» **Problem to solve**: Retype the material word for word.

» **Coordinate annotation entries**:
•••••

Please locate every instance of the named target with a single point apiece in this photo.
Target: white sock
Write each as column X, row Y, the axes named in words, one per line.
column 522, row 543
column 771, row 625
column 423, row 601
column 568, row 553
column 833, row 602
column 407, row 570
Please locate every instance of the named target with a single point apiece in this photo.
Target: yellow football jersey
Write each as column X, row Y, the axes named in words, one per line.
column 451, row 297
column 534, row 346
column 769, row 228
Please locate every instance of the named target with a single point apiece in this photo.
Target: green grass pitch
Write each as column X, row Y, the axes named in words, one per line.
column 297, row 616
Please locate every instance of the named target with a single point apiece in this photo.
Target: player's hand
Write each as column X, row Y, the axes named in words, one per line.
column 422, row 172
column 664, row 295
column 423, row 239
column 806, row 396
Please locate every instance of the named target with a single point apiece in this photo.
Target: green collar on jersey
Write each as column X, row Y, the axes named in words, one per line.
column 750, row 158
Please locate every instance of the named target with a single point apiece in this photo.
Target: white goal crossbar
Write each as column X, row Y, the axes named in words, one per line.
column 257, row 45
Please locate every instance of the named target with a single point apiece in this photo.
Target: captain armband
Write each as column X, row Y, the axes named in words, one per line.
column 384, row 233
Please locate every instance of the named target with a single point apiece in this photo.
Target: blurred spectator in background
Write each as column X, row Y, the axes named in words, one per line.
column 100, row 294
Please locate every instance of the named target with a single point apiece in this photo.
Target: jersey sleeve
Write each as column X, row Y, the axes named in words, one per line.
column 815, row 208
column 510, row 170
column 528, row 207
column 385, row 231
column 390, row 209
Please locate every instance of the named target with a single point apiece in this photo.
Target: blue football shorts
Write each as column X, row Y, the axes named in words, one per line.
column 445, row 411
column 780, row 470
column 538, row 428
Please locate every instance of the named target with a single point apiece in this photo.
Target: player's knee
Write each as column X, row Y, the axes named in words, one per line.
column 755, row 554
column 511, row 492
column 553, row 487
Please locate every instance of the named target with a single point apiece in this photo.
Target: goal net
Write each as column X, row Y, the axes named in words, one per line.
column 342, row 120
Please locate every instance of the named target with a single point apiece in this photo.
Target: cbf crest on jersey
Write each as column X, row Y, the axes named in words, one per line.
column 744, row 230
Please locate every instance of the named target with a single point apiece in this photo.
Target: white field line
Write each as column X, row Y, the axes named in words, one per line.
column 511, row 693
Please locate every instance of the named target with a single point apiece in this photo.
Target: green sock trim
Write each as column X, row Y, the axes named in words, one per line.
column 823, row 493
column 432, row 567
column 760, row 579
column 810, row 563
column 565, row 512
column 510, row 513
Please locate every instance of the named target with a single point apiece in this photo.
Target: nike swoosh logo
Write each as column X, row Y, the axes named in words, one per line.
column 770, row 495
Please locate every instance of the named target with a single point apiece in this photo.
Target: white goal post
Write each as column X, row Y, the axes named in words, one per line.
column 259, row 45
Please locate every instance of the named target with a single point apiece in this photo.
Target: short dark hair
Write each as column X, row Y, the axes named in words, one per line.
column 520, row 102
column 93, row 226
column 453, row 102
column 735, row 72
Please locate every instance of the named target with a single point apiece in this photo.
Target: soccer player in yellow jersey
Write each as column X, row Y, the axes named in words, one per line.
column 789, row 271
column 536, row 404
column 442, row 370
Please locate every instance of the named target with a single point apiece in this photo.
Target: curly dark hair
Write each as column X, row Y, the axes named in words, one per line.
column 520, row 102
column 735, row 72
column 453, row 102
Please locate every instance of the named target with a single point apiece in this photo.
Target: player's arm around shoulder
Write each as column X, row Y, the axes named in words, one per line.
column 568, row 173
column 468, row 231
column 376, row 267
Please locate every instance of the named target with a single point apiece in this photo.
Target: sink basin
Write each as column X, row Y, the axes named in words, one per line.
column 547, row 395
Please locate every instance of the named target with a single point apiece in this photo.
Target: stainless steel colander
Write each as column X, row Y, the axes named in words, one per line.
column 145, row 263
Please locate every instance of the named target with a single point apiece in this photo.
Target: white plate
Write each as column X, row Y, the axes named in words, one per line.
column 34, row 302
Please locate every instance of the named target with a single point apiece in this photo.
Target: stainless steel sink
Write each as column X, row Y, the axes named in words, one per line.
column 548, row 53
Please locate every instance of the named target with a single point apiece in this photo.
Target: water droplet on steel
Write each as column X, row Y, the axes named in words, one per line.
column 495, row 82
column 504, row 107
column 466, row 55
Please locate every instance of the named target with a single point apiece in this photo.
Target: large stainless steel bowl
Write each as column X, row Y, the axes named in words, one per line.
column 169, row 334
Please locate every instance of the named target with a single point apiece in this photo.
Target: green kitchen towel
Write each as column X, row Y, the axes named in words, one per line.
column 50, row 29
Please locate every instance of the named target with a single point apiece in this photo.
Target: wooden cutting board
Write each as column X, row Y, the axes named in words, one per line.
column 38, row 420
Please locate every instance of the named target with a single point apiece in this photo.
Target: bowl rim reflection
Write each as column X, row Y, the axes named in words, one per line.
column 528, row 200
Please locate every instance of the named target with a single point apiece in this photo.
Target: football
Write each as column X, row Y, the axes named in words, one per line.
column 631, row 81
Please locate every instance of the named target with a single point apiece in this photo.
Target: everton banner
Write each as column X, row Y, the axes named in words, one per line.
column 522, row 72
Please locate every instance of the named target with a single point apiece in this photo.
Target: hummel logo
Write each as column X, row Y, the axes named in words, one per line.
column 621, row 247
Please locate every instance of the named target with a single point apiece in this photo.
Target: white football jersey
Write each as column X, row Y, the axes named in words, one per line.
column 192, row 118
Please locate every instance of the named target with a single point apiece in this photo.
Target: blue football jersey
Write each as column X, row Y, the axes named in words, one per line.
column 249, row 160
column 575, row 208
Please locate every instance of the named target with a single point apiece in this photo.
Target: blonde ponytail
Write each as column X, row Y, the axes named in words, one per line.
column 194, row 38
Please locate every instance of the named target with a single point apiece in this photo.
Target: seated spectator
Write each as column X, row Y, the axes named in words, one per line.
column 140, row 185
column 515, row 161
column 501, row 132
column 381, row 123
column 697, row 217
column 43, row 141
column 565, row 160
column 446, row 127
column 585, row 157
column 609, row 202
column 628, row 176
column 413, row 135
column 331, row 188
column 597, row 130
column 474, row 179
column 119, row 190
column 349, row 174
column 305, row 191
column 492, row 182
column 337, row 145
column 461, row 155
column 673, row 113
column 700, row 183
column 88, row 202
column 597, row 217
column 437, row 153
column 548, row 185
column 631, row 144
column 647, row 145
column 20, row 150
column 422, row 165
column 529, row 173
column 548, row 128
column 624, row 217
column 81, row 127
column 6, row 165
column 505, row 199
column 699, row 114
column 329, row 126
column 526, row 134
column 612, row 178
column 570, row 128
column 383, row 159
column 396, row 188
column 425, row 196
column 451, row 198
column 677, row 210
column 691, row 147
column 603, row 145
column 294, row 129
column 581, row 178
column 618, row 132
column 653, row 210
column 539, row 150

•••••

» **Task result**:
Please locate every instance of the named target with a single point apiece in this photo.
Target: white sock
Write each as column X, row Y, the axes named in words, one per line.
column 522, row 543
column 771, row 625
column 423, row 601
column 568, row 553
column 833, row 602
column 407, row 570
Please locate every instance of the named target with a single point apiece in this photo.
Target: yellow football jersey
Write each as column X, row Y, the axes named in words, one per line.
column 451, row 297
column 534, row 346
column 769, row 228
Please locate every instance of the named target with a single point apiece in this photo.
Target: green grass pitch
Write each as column X, row Y, the axes named in words, one per line.
column 297, row 616
Please locate every instance of the named target with a single point apiece in this photo.
Target: player's hand
Write each as column X, row Y, the axes named in words, one per line.
column 422, row 172
column 664, row 295
column 423, row 239
column 806, row 396
Please locate every instance of the named target with a single point apiece in this photo.
Target: green collar on jersey
Write each as column X, row Y, the axes named in words, one per line.
column 750, row 158
Please locate every instance of the named target with a single point apiece in this photo.
Target: white goal crossbar
Write each as column X, row Y, the axes named in words, one per line.
column 257, row 45
Please locate every instance of the named target with a single point apiece in this photo.
Target: captain armband
Write each as column X, row Y, the axes named in words, one per line.
column 384, row 233
Please locate every instance of the named target with a single point apiece in this photo.
Target: blurred spectator in background
Write each as column X, row Y, the axes named in words, one per line.
column 100, row 294
Please locate every instance of the named target with a single point apiece in this photo.
Target: jersey sleeve
Write each as column X, row Y, the axes named in words, one per line.
column 815, row 208
column 510, row 170
column 528, row 207
column 385, row 231
column 390, row 209
Please locate every instance of the named target with a single point apiece in this photo.
Target: blue football shorts
Write each as column X, row Y, the axes named in words, one per line.
column 445, row 411
column 780, row 470
column 538, row 428
Please locate every instance of the named target with a single point apiece in this photo.
Target: player's knee
Write each as column X, row Y, the axes named in words, one per line.
column 755, row 554
column 511, row 492
column 553, row 487
Please locate every instance of the named target with a single point apiece in this photo.
Target: goal net
Write each as column X, row Y, the axes named in words, one per line.
column 342, row 120
Please locate every instance of the named target with a single point apiece in this photo.
Target: cbf crest on jersey
Write each as column X, row Y, the axes named in words, one per line.
column 744, row 230
Please locate every instance of the named target with a single point apiece in this photo.
Target: white field line
Write each as column X, row Y, the axes named in words, one per line.
column 511, row 693
Please locate every instance of the named target with a single point apiece in this photo.
Target: green sock trim
Write each as column X, row Y, the axes named in words, one per line.
column 823, row 493
column 432, row 567
column 760, row 579
column 810, row 563
column 565, row 512
column 510, row 513
Please locate every instance of the named target with a single point apiece in this photo.
Target: nike swoosh logo
Write each as column X, row Y, the axes named in words, one per line.
column 770, row 495
Please locate every instance of the named target with a single point apiece in this photo.
Target: white goal post
Write each as column X, row Y, the axes named in words, one per line.
column 259, row 45
Please locate every instance of the named target with a single point apiece in this photo.
Target: short dark hair
Write each as column X, row Y, the axes named in words, one per line.
column 520, row 102
column 93, row 226
column 453, row 102
column 735, row 72
Please locate every instance of the named target with a single point apiece in this photo.
Target: soccer player in yellow jersey
Write each as column X, row Y, the axes named in words, one per line.
column 789, row 271
column 536, row 404
column 442, row 370
Please locate every instance of the named target with a single point apiece in this photo.
Target: curly dark hair
Write each as column X, row Y, the axes named in words, one per line.
column 520, row 102
column 735, row 72
column 453, row 102
Please locate every instance of the named target with a single point apiece in this photo.
Target: player's arm around shoulder
Write each as column X, row Y, the axes named in words, one per line.
column 568, row 173
column 468, row 231
column 376, row 267
Please locate every instance of the named target with a single point apiece in this photo.
Target: sink basin
Write each as column X, row Y, the axes named in words, one per line.
column 547, row 395
Please locate every instance of the named target with a single point apiece in this photo.
Target: stainless steel colander
Write each as column X, row Y, the axes named in words, one per line.
column 145, row 263
Please locate every instance of the named target with a single point apiece in this photo.
Target: white plate
Write each as column X, row Y, the axes named in words, one per line.
column 34, row 302
Please locate every instance of the named target with a single point apiece in this photo.
Target: stainless steel sink
Write each as column X, row Y, the axes named in words, one per line.
column 548, row 53
Please locate every instance of the named target with a single point apiece in this photo.
Target: water droplet on steel
Write each as column X, row Y, the axes named in words, one per line.
column 495, row 82
column 504, row 107
column 466, row 55
Please locate every instance of the named target with a single point apiece in this photo.
Target: large stainless steel bowl
Write each as column X, row Y, the axes named in words, one per line.
column 169, row 334
Please locate every instance of the named target with a single point apiece in this photo.
Target: green kitchen towel
Write each as column X, row Y, the axes named in words, one per line.
column 50, row 29
Please locate every instance of the named target with a single point apiece in this photo.
Target: wooden cutting board
Write each as column X, row Y, the axes named in words, one per line.
column 38, row 420
Please locate every instance of the named target with a single point apiece in this photo.
Target: bowl rim reflection
Write each as column X, row Y, the axes named in words, one per line.
column 528, row 200
Please locate every instance of the named target with a single point apiece in this photo.
Target: football
Write each as column X, row Y, the axes named in words, one per line.
column 631, row 81
Please locate every instance of the named target with a single point apiece in this photo.
Target: everton banner
Write each as column X, row Y, the axes named in words, one per line.
column 522, row 72
Please locate every instance of the named target with a single point apiece in this photo.
Target: hummel logo
Write each as column X, row Y, the axes named in words, one per line.
column 621, row 247
Please locate every instance of the named target with a single point apiece in this photo.
Target: white football jersey
Write each as column X, row Y, the axes named in words, one per line.
column 192, row 118
Please locate every instance of the named target with a single point apiece in this photo.
Target: blue football jersey
Write each as column X, row Y, the axes named in words, one per line.
column 249, row 160
column 575, row 208
Please locate every instance of the named target with a single point apiece in this photo.
Target: blonde ponytail
Write each as column X, row Y, the axes named in words, one per line.
column 194, row 38
Please locate every instance of the named target with a single point apiece in this photo.
Target: seated spectator
Write each as column X, row Y, the axes named in words, one per line.
column 140, row 185
column 515, row 161
column 501, row 132
column 381, row 123
column 697, row 217
column 43, row 141
column 565, row 160
column 446, row 127
column 585, row 157
column 609, row 202
column 628, row 176
column 413, row 135
column 331, row 188
column 597, row 130
column 474, row 179
column 119, row 190
column 349, row 174
column 305, row 191
column 492, row 182
column 337, row 145
column 461, row 155
column 673, row 113
column 700, row 183
column 88, row 202
column 597, row 217
column 437, row 153
column 548, row 185
column 631, row 144
column 647, row 145
column 20, row 150
column 422, row 165
column 529, row 173
column 548, row 128
column 624, row 217
column 81, row 127
column 6, row 165
column 505, row 199
column 699, row 114
column 329, row 126
column 526, row 134
column 612, row 178
column 570, row 128
column 383, row 159
column 396, row 188
column 425, row 196
column 451, row 198
column 677, row 210
column 691, row 147
column 603, row 145
column 294, row 129
column 581, row 178
column 618, row 132
column 653, row 210
column 539, row 150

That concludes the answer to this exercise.